Stated problem -> Can you put every line of the material below into a numbered list, skipping any blank lines?

Detection annotation records:

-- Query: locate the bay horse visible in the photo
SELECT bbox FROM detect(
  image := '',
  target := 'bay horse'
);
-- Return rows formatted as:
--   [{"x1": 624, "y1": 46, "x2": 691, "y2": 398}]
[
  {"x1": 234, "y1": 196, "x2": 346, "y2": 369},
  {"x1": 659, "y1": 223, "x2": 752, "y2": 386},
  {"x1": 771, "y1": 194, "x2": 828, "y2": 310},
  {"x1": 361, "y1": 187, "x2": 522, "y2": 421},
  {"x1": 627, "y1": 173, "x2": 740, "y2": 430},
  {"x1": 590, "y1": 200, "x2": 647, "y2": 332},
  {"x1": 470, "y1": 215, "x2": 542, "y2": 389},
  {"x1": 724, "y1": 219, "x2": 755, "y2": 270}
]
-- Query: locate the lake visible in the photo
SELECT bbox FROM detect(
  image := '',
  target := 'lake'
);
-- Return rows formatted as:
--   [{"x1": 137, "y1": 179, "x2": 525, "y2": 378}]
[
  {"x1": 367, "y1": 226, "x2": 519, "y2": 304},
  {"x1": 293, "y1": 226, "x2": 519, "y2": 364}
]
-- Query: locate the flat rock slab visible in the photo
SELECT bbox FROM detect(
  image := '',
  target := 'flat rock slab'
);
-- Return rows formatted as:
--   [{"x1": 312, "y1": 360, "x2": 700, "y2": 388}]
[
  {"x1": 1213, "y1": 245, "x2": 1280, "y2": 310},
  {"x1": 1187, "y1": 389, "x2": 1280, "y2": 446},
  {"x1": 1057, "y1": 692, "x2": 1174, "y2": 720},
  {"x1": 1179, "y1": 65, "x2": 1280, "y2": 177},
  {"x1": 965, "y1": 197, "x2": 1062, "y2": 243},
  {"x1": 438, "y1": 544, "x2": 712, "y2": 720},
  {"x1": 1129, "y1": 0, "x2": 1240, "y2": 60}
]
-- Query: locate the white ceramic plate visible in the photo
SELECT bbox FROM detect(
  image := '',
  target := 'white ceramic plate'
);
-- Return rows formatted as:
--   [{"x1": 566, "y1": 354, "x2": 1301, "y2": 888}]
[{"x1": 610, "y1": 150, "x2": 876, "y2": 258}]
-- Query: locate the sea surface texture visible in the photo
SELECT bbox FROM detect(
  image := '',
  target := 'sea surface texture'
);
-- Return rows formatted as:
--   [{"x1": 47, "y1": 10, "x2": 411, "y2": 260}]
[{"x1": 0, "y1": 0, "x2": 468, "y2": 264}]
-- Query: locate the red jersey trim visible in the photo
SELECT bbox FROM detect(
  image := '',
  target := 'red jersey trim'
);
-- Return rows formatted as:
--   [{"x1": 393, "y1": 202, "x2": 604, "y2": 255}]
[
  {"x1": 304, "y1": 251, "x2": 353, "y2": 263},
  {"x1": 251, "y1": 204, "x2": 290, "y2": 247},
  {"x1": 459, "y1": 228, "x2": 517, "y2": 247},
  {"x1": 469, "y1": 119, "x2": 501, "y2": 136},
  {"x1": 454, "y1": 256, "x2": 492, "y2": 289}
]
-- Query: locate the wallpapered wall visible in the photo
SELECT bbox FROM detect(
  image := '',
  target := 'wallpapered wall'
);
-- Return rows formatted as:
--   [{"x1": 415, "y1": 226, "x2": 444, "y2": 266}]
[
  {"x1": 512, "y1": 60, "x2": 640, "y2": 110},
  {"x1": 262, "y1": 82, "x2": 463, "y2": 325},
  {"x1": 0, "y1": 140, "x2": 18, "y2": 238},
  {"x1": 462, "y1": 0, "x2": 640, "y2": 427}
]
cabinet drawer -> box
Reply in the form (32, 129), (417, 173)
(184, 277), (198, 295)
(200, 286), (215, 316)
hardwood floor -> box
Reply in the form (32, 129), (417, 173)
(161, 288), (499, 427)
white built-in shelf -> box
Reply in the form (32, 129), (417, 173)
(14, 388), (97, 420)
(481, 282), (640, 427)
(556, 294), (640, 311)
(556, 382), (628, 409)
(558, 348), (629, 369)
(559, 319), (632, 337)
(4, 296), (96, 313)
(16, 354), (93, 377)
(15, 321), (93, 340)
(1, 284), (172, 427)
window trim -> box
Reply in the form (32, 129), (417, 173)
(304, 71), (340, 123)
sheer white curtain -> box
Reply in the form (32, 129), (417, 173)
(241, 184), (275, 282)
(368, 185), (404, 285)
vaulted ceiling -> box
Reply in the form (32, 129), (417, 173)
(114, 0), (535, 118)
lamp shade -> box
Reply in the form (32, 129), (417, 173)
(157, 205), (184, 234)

Solution ->
1. -- Query: locate the bay horse visible in the photo
2. SELECT bbox FROM detect(
3.   image := '',
4.   target := 'bay horse'
5. );
6. -- Return rows formatted as:
7. --   [{"x1": 624, "y1": 46, "x2": 691, "y2": 398}]
8. [
9.   {"x1": 234, "y1": 196, "x2": 346, "y2": 369},
10.   {"x1": 659, "y1": 223, "x2": 752, "y2": 386},
11.   {"x1": 771, "y1": 194, "x2": 828, "y2": 310},
12.   {"x1": 361, "y1": 187, "x2": 522, "y2": 421},
13.   {"x1": 627, "y1": 173, "x2": 740, "y2": 430},
14.   {"x1": 590, "y1": 200, "x2": 647, "y2": 332},
15.   {"x1": 470, "y1": 215, "x2": 542, "y2": 389},
16.   {"x1": 724, "y1": 219, "x2": 755, "y2": 270}
17. ]
18. -- Query: locate the lake visible in the photo
19. SELECT bbox FROM detect(
20.   image := '',
21.   target := 'lake'
22. );
23. -- Return rows formatted as:
24. --   [{"x1": 137, "y1": 179, "x2": 525, "y2": 378}]
25. [
26.   {"x1": 367, "y1": 226, "x2": 519, "y2": 304},
27.   {"x1": 293, "y1": 226, "x2": 519, "y2": 364}
28. ]
29. -- Query: locate the flat rock slab visible in the photo
30. SELECT bbox FROM detect(
31.   image := '',
32.   target := 'flat rock slab'
33. );
34. -- Return rows formatted as:
35. --   [{"x1": 312, "y1": 360, "x2": 700, "y2": 388}]
36. [
37.   {"x1": 1213, "y1": 245, "x2": 1280, "y2": 310},
38.   {"x1": 1187, "y1": 389, "x2": 1280, "y2": 446},
39.   {"x1": 1057, "y1": 692, "x2": 1174, "y2": 720},
40.   {"x1": 1179, "y1": 65, "x2": 1280, "y2": 177},
41.   {"x1": 965, "y1": 197, "x2": 1062, "y2": 243},
42.   {"x1": 438, "y1": 544, "x2": 712, "y2": 720},
43.   {"x1": 1129, "y1": 0, "x2": 1240, "y2": 60}
44. ]
45. -- Query: locate the white ceramic plate visible in the photo
46. SELECT bbox FROM detect(
47.   image := '',
48.   target := 'white ceramic plate'
49. );
50. -- Return rows formatted as:
51. --   [{"x1": 566, "y1": 354, "x2": 1301, "y2": 888}]
52. [{"x1": 610, "y1": 150, "x2": 876, "y2": 258}]
53. -- Query: locate the sea surface texture visible in the photo
54. SELECT bbox FROM detect(
55.   image := '',
56.   target := 'sea surface texture'
57. );
58. -- Return rows formatted as:
59. --   [{"x1": 47, "y1": 10, "x2": 411, "y2": 260}]
60. [{"x1": 0, "y1": 0, "x2": 468, "y2": 264}]
61. -- Query: locate the red jersey trim visible in the photo
62. SELECT bbox FROM detect(
63.   image := '',
64.   target := 'red jersey trim'
65. );
66. -- Return rows formatted as:
67. --   [{"x1": 393, "y1": 202, "x2": 604, "y2": 255}]
68. [
69.   {"x1": 304, "y1": 251, "x2": 353, "y2": 263},
70.   {"x1": 251, "y1": 204, "x2": 290, "y2": 247},
71.   {"x1": 459, "y1": 228, "x2": 517, "y2": 247},
72.   {"x1": 469, "y1": 119, "x2": 501, "y2": 136},
73.   {"x1": 454, "y1": 256, "x2": 492, "y2": 289}
74. ]
75. -- Query: locate the wallpapered wall visible in the photo
76. SELECT bbox FROM detect(
77.   image := '',
78.   target := 'wallpapered wall'
79. );
80. -- Return rows formatted as:
81. --   [{"x1": 415, "y1": 226, "x2": 444, "y2": 266}]
82. [
83.   {"x1": 512, "y1": 60, "x2": 640, "y2": 110},
84.   {"x1": 262, "y1": 82, "x2": 463, "y2": 325},
85.   {"x1": 0, "y1": 140, "x2": 18, "y2": 238},
86.   {"x1": 462, "y1": 0, "x2": 640, "y2": 427}
87. ]
88. cabinet drawer -> box
89. Reply in the form (32, 129), (417, 173)
90. (184, 277), (198, 295)
91. (200, 286), (215, 316)
92. hardwood floor -> box
93. Reply in the form (32, 129), (417, 173)
94. (161, 288), (499, 427)
95. white built-in shelf -> box
96. Reply in the form (32, 129), (417, 173)
97. (14, 388), (97, 420)
98. (481, 282), (640, 427)
99. (556, 294), (640, 311)
100. (556, 382), (628, 409)
101. (558, 348), (629, 369)
102. (559, 319), (632, 337)
103. (4, 296), (96, 313)
104. (16, 354), (93, 377)
105. (15, 321), (93, 340)
106. (1, 284), (172, 427)
107. window trim -> box
108. Reply in the form (32, 129), (417, 173)
109. (304, 71), (340, 123)
110. sheer white curtain -> box
111. Reply in the form (32, 129), (417, 173)
112. (241, 184), (275, 282)
113. (368, 185), (404, 285)
114. vaulted ceiling -> box
115. Reply in the form (32, 129), (417, 173)
116. (114, 0), (535, 118)
117. lamp shade -> box
118. Reply in the form (32, 129), (417, 173)
119. (157, 205), (184, 234)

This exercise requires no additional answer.